In the most palpable way in our daily life, the nature of physical reality involves time. Yet the theorist Emily Adlam says that the temporal locality is a dogma that it is time to bring down. Although the principle of quantum entanglement, namely the principle of spatial non-locality, is accepted today, the question of temporal locality hasn't been much debated, that is to say that one agrees generally that probabilities related to the measurements observed at a given time depend exclusively on the state considered at that given moment. In fact, the temporal locality remains at a very least an essential methodological principle in our conception of science and in what we admit to being a reasoned scientific hypothesis. It is deeply rooted in the foundations of the interpretation we give to quantum mechanics. Unraveling the inextricable links woven between temporal locality and quantum theory may undermine gravely its meaning.

• [Entries provided]
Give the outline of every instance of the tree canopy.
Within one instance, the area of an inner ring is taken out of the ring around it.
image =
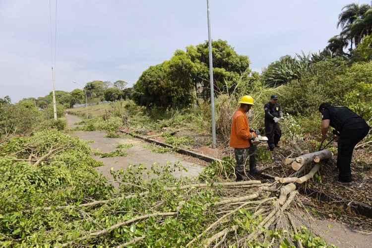
[[[233,80],[250,72],[247,56],[239,55],[227,41],[212,42],[215,94],[227,92]],[[195,97],[209,98],[208,43],[178,50],[169,61],[150,66],[143,72],[133,87],[133,97],[141,105],[162,107],[186,107]],[[194,93],[195,92],[195,93]]]

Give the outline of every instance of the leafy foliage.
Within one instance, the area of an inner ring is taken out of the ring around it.
[[[270,64],[263,71],[263,81],[271,86],[284,84],[300,78],[308,71],[310,64],[310,58],[305,55],[304,57],[298,55],[297,58],[284,56]]]
[[[110,152],[100,153],[101,158],[113,158],[115,157],[126,157],[128,154],[122,149],[118,149]]]
[[[213,46],[214,82],[216,92],[231,91],[224,87],[226,80],[249,73],[249,61],[246,56],[238,55],[226,41],[214,41]],[[207,42],[177,50],[169,61],[150,66],[145,71],[133,87],[133,99],[147,107],[185,107],[196,97],[208,99],[208,53]]]
[[[43,120],[42,113],[33,103],[21,102],[16,104],[0,105],[0,136],[15,133],[31,133]]]
[[[122,91],[116,87],[109,88],[104,93],[105,100],[108,102],[114,102],[120,99],[122,97]]]

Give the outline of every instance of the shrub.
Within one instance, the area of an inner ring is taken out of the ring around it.
[[[48,120],[42,125],[42,128],[55,128],[59,131],[64,130],[67,126],[67,122],[64,118],[58,118],[57,121],[54,119]]]
[[[349,107],[365,120],[372,119],[372,83],[358,83],[345,96]]]
[[[43,121],[41,112],[31,103],[21,102],[0,106],[0,136],[15,133],[27,135]]]

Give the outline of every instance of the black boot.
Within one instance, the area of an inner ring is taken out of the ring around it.
[[[249,175],[254,176],[259,174],[259,171],[256,169],[255,156],[250,156],[249,157]]]
[[[239,172],[236,171],[235,172],[235,176],[237,177],[237,179],[236,180],[237,182],[240,182],[240,181],[243,181],[243,176],[242,175],[242,174],[241,174]]]

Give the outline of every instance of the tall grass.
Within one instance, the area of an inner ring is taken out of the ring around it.
[[[264,129],[264,105],[270,100],[272,95],[282,95],[285,92],[285,86],[271,88],[259,80],[250,80],[242,75],[235,82],[226,82],[227,85],[236,85],[232,93],[220,95],[216,100],[216,128],[222,139],[226,142],[230,139],[233,115],[240,104],[239,99],[249,95],[254,99],[254,105],[248,113],[252,127],[263,131]]]

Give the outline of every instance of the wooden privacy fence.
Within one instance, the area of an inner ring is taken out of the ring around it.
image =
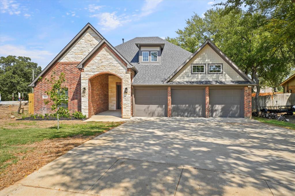
[[[259,96],[258,100],[260,106],[278,106],[295,105],[295,94],[280,93]],[[252,111],[256,110],[255,97],[252,97]]]
[[[34,113],[34,93],[29,93],[29,113]]]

• [Exercise goal] Please rewrite the paragraph beginning "In the most palpable way" from the passage on temporal locality more briefly, keeping its main facts. The items have no part in this.

• [Answer to this exercise] Time is a palpable part of physical reality in daily life, yet theorist Emily Adlam argues that temporal locality is a dogma that should be brought down. Spatial non-locality, the principle behind quantum entanglement, is now accepted. Temporal locality, however, has seen little debate. It holds that the probabilities of measurements at a given time depend only on the state at that moment. It remains at least an essential methodological principle of science and is deeply rooted in how quantum mechanics is interpreted. Untangling it from quantum theory may gravely undermine that theory's meaning.